=== Task ===
Repeat exactly, and only, the lines from the one holding "the white barrel" through the last line of the records below.
********
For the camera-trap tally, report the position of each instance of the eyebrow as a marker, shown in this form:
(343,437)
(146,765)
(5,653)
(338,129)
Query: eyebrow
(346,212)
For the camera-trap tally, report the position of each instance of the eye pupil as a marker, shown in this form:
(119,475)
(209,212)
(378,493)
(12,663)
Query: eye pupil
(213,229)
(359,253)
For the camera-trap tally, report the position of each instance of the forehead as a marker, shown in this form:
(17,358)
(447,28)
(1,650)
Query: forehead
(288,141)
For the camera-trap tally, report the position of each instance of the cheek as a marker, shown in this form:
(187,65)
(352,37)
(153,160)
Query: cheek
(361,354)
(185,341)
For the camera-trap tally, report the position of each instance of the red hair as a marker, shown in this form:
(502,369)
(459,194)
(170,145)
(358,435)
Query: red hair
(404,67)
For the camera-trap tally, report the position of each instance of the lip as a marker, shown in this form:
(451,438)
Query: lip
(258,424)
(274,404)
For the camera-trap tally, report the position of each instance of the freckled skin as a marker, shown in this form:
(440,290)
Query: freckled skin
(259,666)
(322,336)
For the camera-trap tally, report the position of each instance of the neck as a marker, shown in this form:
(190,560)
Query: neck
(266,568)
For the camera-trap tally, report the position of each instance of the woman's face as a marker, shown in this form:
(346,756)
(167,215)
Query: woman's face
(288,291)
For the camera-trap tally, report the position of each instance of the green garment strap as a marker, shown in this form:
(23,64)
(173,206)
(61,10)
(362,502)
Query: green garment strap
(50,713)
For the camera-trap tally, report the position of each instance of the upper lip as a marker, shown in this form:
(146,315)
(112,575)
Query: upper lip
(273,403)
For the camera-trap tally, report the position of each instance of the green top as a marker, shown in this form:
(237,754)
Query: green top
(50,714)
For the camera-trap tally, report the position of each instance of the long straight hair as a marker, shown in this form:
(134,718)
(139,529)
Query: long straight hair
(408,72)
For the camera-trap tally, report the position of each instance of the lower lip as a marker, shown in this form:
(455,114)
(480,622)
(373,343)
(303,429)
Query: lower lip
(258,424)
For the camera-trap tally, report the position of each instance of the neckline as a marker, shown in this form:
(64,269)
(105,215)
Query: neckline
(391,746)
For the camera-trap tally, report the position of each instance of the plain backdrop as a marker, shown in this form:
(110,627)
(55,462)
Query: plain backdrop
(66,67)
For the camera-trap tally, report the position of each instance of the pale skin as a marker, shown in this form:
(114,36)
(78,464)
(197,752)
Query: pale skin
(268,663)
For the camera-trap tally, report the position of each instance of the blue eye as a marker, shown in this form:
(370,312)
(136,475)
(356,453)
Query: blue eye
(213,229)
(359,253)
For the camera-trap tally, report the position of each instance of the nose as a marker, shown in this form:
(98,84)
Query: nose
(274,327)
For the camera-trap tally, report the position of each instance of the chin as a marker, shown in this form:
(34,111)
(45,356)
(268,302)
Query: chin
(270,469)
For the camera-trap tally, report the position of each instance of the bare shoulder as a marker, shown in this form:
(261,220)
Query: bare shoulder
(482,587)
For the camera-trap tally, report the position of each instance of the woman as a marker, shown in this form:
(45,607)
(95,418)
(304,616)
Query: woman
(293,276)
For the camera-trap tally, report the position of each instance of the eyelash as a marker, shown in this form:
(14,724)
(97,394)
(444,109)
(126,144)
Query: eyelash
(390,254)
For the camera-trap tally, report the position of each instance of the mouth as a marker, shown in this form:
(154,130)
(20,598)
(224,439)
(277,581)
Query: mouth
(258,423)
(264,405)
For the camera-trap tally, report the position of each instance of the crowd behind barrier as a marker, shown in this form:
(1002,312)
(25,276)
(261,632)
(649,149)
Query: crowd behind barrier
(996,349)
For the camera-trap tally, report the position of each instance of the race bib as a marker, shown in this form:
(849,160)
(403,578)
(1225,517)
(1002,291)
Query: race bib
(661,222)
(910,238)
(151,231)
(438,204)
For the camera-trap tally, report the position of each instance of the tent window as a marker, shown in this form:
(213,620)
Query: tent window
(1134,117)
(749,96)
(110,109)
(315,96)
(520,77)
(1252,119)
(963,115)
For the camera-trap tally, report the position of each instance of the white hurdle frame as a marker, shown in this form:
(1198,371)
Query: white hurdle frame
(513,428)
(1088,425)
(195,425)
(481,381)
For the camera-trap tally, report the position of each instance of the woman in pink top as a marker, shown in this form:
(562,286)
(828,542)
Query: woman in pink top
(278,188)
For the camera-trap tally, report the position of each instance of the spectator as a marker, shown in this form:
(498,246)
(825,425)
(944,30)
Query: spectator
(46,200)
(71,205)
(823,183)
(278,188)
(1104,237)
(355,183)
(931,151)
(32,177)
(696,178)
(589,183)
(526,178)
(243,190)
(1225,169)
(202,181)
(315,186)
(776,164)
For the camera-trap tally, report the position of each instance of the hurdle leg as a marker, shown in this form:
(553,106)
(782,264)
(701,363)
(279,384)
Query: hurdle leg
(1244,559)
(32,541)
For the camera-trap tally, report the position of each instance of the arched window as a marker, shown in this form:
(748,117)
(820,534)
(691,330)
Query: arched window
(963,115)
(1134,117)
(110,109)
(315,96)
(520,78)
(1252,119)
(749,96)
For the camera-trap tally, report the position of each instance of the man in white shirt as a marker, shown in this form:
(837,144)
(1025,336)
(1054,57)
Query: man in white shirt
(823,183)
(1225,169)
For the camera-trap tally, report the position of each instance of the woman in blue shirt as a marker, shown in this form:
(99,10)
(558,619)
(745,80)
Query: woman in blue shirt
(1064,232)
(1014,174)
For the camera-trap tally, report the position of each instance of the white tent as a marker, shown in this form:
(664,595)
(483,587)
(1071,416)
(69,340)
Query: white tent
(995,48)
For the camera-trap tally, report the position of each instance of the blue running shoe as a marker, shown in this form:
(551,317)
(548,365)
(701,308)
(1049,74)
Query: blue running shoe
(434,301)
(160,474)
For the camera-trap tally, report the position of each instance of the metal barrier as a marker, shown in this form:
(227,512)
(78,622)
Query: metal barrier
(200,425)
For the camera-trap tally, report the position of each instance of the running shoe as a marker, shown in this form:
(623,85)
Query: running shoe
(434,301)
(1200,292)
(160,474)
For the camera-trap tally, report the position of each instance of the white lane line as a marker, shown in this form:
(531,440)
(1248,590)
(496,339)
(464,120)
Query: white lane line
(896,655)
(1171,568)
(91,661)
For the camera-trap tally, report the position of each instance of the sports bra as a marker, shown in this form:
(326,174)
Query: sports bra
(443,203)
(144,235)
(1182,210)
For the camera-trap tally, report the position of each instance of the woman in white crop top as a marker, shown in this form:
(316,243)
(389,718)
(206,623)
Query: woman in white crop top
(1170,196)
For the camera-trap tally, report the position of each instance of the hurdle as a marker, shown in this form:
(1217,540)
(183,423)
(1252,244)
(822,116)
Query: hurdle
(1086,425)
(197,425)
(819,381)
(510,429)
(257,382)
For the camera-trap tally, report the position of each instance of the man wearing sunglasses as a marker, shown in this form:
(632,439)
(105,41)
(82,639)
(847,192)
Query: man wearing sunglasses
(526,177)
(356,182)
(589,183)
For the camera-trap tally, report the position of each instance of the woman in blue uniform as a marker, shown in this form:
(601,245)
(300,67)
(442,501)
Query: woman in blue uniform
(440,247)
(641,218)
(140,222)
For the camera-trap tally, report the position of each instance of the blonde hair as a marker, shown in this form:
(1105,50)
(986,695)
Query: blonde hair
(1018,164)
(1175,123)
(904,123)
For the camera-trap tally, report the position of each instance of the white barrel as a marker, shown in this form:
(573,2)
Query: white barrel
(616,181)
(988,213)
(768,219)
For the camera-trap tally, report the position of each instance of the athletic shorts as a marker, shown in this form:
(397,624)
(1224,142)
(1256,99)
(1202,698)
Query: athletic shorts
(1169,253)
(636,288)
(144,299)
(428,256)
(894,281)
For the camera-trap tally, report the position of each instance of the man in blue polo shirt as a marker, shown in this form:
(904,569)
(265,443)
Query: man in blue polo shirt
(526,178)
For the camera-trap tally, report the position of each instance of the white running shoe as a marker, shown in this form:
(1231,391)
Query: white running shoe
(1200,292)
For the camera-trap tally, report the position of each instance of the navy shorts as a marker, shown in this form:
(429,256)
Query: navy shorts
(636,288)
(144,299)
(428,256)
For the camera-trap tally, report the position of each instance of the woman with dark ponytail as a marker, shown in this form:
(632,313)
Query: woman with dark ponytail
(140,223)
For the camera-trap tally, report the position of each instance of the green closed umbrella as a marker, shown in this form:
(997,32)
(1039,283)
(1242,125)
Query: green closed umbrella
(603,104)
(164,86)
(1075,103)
********
=== Response to this exercise ===
For the camera-trap tally, report the position of each instance of the white barrel as a marker, shown in this form:
(573,2)
Query: white barrel
(616,181)
(988,213)
(768,219)
For the camera-trap tally, report the position of each instance of the athletic shorts as a marker, shown in this form:
(397,624)
(1224,142)
(1256,99)
(1202,698)
Query: athletic shorts
(1169,253)
(636,288)
(144,299)
(428,256)
(894,281)
For the camera-trap tally, report the position of each instance of the man in blue polo shirt as a marker, shown in this form:
(904,569)
(265,443)
Query: man in blue polo shirt
(526,178)
For the camera-trap tally, report the position of each instance of the white running shoe as a marker, shown in this form:
(1231,391)
Query: white running shoe
(1200,292)
For the camera-trap tally, report the position of each instance of the navy shorts as a marker, shown in this form:
(429,256)
Query: navy shorts
(636,288)
(144,299)
(428,256)
For the camera-trap tally, report the position of each instance of the woman with dark ponytail as a marker, shown in this form:
(632,313)
Query: woman with dark ponytail
(140,223)
For the camera-trap tally, report the position of each instance of the green closed umbrella as a marker, shown in this form:
(997,32)
(1039,283)
(1242,125)
Query: green closed umbrella
(603,104)
(164,86)
(1075,103)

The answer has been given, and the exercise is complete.